- DIRECTIONS:
Copy the data below verbatim, leaving no line out.

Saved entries
★ ★ ★ ★ ★ ★ ★

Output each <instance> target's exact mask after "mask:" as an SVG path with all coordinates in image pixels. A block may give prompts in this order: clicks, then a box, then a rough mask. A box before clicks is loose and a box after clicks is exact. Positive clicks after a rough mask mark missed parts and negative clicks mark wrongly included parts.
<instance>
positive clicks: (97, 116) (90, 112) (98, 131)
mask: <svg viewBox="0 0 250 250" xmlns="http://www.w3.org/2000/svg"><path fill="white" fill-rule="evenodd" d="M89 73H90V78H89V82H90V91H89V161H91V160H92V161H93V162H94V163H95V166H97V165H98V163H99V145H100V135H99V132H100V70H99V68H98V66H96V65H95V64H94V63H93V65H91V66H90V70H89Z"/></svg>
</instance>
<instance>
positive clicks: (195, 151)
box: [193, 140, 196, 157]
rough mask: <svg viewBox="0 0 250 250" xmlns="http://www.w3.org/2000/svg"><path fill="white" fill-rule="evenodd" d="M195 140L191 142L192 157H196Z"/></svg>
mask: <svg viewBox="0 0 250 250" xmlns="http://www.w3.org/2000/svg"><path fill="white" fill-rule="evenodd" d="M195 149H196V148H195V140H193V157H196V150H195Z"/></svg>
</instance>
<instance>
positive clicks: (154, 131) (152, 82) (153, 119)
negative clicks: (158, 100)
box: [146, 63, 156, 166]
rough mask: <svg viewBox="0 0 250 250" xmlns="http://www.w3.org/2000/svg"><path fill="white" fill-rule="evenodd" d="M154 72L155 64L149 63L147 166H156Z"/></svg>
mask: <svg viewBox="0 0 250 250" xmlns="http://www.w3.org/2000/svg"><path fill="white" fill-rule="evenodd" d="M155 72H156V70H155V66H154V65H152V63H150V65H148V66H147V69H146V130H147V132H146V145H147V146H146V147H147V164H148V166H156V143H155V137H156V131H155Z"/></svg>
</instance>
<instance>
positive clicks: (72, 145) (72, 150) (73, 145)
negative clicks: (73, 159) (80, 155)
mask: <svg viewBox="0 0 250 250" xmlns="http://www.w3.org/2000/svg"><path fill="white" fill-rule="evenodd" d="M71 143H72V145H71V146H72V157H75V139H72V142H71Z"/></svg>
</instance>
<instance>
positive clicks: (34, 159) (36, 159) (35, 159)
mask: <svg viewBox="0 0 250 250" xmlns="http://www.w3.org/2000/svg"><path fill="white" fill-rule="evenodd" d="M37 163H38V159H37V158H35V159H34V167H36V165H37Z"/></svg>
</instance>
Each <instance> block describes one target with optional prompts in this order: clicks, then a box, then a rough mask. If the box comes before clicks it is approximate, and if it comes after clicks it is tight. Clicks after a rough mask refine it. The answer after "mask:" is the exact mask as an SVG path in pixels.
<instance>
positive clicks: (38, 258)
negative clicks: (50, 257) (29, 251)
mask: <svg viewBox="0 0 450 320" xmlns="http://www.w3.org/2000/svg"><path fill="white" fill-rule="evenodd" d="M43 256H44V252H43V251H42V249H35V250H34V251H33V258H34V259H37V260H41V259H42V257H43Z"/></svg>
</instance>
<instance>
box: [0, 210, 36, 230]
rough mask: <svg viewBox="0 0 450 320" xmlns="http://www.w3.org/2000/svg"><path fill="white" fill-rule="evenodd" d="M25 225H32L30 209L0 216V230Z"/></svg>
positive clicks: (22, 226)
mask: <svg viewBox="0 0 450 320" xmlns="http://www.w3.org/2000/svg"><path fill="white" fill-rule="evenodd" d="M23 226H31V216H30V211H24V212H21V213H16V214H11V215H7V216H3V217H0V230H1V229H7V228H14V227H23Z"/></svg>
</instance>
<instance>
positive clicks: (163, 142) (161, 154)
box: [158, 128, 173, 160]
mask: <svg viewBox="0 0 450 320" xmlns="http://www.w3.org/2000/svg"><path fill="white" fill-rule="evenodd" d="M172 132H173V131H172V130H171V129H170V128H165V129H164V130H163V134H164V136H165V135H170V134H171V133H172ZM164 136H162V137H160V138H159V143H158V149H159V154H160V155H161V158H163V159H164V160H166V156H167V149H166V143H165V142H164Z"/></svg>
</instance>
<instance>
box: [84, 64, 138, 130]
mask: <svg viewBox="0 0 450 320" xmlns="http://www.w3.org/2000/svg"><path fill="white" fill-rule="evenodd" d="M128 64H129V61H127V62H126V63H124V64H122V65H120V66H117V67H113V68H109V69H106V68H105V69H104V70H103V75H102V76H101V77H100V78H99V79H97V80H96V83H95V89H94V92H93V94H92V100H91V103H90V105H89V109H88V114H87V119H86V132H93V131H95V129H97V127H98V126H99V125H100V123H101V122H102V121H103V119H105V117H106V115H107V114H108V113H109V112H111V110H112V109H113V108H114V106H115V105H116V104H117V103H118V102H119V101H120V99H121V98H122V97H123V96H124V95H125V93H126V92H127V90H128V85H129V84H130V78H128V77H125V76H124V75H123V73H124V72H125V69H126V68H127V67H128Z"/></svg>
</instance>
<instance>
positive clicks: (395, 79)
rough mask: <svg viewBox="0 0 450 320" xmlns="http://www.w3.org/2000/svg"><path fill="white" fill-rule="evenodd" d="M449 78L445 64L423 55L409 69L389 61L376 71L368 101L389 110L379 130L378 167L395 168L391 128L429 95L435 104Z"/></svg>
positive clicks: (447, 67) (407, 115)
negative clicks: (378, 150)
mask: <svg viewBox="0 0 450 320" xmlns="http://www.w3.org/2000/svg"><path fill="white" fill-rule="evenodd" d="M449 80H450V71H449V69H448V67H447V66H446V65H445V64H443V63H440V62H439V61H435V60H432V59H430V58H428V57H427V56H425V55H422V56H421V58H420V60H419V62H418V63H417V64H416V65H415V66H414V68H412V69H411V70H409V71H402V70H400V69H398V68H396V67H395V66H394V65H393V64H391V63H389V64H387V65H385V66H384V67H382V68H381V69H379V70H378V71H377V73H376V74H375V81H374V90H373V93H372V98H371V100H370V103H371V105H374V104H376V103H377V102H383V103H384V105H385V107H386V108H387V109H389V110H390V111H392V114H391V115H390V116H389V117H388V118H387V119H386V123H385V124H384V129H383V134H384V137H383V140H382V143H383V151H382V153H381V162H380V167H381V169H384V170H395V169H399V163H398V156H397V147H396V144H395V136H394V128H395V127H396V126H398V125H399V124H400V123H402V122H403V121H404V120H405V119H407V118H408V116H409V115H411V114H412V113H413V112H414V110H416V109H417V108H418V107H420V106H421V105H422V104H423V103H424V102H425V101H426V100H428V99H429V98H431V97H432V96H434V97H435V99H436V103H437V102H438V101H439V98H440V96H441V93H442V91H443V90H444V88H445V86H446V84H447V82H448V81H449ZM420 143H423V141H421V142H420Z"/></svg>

★ ★ ★ ★ ★ ★ ★

- REPLY:
Output each <instance> target's exact mask after "mask:" as an SVG path with all coordinates in image pixels. A block may give prompts in this order: clicks, then a box, then a rough mask. A box before clicks is loose and a box after clicks is exact. Positive clicks after a rough mask mark missed parts and negative clicks mark wrongly included parts.
<instance>
positive clicks: (97, 116) (90, 112) (98, 131)
mask: <svg viewBox="0 0 250 250" xmlns="http://www.w3.org/2000/svg"><path fill="white" fill-rule="evenodd" d="M89 73H90V78H89V82H90V91H89V161H91V160H92V161H93V162H94V163H95V166H97V165H98V163H99V145H100V135H99V132H100V70H99V68H98V66H96V65H95V64H94V63H93V65H91V66H90V70H89Z"/></svg>
</instance>
<instance>
positive clicks: (195, 151)
box: [193, 140, 196, 157]
rough mask: <svg viewBox="0 0 250 250" xmlns="http://www.w3.org/2000/svg"><path fill="white" fill-rule="evenodd" d="M195 140L191 142L192 157H196Z"/></svg>
mask: <svg viewBox="0 0 250 250" xmlns="http://www.w3.org/2000/svg"><path fill="white" fill-rule="evenodd" d="M195 149H196V148H195V140H193V157H196V150H195Z"/></svg>
</instance>
<instance>
positive clicks: (154, 131) (152, 82) (153, 119)
negative clicks: (158, 100)
box: [146, 63, 156, 166]
rough mask: <svg viewBox="0 0 250 250" xmlns="http://www.w3.org/2000/svg"><path fill="white" fill-rule="evenodd" d="M154 72L155 64L149 63L147 166H156Z"/></svg>
mask: <svg viewBox="0 0 250 250" xmlns="http://www.w3.org/2000/svg"><path fill="white" fill-rule="evenodd" d="M155 72H156V70H155V66H154V65H152V63H150V65H148V66H147V69H146V130H147V132H146V145H147V146H146V147H147V164H148V166H156V143H155V137H156V131H155Z"/></svg>
</instance>
<instance>
positive clicks: (72, 145) (72, 150) (73, 145)
negative clicks: (73, 159) (80, 155)
mask: <svg viewBox="0 0 250 250" xmlns="http://www.w3.org/2000/svg"><path fill="white" fill-rule="evenodd" d="M71 143H72V145H71V146H72V157H75V139H72V142H71Z"/></svg>
</instance>
<instance>
positive clicks: (34, 159) (36, 159) (35, 159)
mask: <svg viewBox="0 0 250 250" xmlns="http://www.w3.org/2000/svg"><path fill="white" fill-rule="evenodd" d="M37 163H38V159H37V158H35V159H34V167H36V165H37Z"/></svg>
</instance>
Each <instance> block describes one target with optional prompts in this order: clicks, then a box, then a rough mask. If the box comes before clicks it is approximate, and if it comes after clicks it is tight. Clicks after a rough mask refine it. The answer after "mask:" is the exact mask as an SVG path in pixels.
<instance>
positive clicks: (38, 258)
negative clicks: (50, 257) (29, 251)
mask: <svg viewBox="0 0 450 320" xmlns="http://www.w3.org/2000/svg"><path fill="white" fill-rule="evenodd" d="M43 256H44V252H43V251H42V249H35V250H34V251H33V258H34V259H37V260H41V259H42V257H43Z"/></svg>
</instance>
<instance>
box: [0, 210, 36, 230]
rough mask: <svg viewBox="0 0 450 320" xmlns="http://www.w3.org/2000/svg"><path fill="white" fill-rule="evenodd" d="M25 225H32L30 209L0 216V230Z"/></svg>
positive clicks: (22, 226)
mask: <svg viewBox="0 0 450 320" xmlns="http://www.w3.org/2000/svg"><path fill="white" fill-rule="evenodd" d="M23 226H31V216H30V211H24V212H21V213H16V214H11V215H7V216H3V217H0V230H1V229H7V228H14V227H23Z"/></svg>
</instance>
<instance>
positive clicks: (163, 142) (161, 154)
box: [158, 128, 173, 160]
mask: <svg viewBox="0 0 450 320" xmlns="http://www.w3.org/2000/svg"><path fill="white" fill-rule="evenodd" d="M172 132H173V131H172V130H171V129H170V128H165V129H164V130H163V134H164V136H165V135H170V134H171V133H172ZM164 136H162V137H160V138H159V143H158V149H159V154H160V155H161V158H163V159H164V160H166V156H167V149H166V143H165V142H164Z"/></svg>
</instance>
<instance>
box: [84, 64, 138, 130]
mask: <svg viewBox="0 0 450 320" xmlns="http://www.w3.org/2000/svg"><path fill="white" fill-rule="evenodd" d="M128 64H129V61H127V62H126V63H124V64H122V65H120V66H117V67H113V68H109V69H106V68H105V69H104V70H103V75H102V76H101V77H100V78H99V79H97V80H96V83H95V89H94V92H93V94H92V100H91V103H90V105H89V109H88V114H87V119H86V132H93V131H95V129H97V127H98V126H99V125H100V123H101V122H102V121H103V119H105V117H106V115H107V114H108V113H109V112H111V110H112V109H113V108H114V106H115V105H116V104H117V103H118V102H119V101H120V99H121V98H122V97H123V96H124V95H125V93H126V92H127V90H128V85H129V84H130V78H128V77H125V76H124V75H123V73H124V72H125V69H126V68H127V67H128Z"/></svg>
</instance>
<instance>
positive clicks: (395, 79)
rough mask: <svg viewBox="0 0 450 320" xmlns="http://www.w3.org/2000/svg"><path fill="white" fill-rule="evenodd" d="M449 78L445 64L423 55L409 69L389 61L376 71L368 101L389 110L379 130L378 167L395 168L391 128L429 95L435 104Z"/></svg>
positive clicks: (447, 67) (407, 115)
negative clicks: (378, 150)
mask: <svg viewBox="0 0 450 320" xmlns="http://www.w3.org/2000/svg"><path fill="white" fill-rule="evenodd" d="M449 80H450V71H449V69H448V67H447V66H446V65H445V64H443V63H440V62H439V61H435V60H432V59H430V58H428V57H427V56H425V55H422V56H421V58H420V60H419V62H418V63H417V64H416V65H415V66H414V68H412V69H411V70H409V71H402V70H400V69H398V68H396V67H395V66H394V65H393V64H391V63H389V64H387V65H385V66H384V67H382V68H381V69H379V70H378V71H377V73H376V74H375V81H374V90H373V93H372V98H371V100H370V103H371V105H374V104H376V103H377V102H383V103H384V105H385V107H386V108H387V109H389V110H390V111H392V114H391V115H390V116H389V117H388V118H387V119H386V123H385V124H384V129H383V134H384V137H383V140H382V143H383V151H382V153H381V162H380V167H381V169H384V170H395V169H399V163H398V156H397V147H396V144H395V136H394V128H395V127H396V126H398V125H399V124H400V123H402V122H403V121H404V120H405V119H407V118H408V116H409V115H411V114H412V113H413V112H414V110H416V109H417V108H418V107H420V106H421V105H422V104H423V103H424V102H425V101H426V100H428V99H429V98H431V97H432V96H434V97H435V99H436V103H437V102H438V101H439V98H440V96H441V93H442V91H443V90H444V88H445V86H446V84H447V82H448V81H449ZM420 143H423V141H421V142H420Z"/></svg>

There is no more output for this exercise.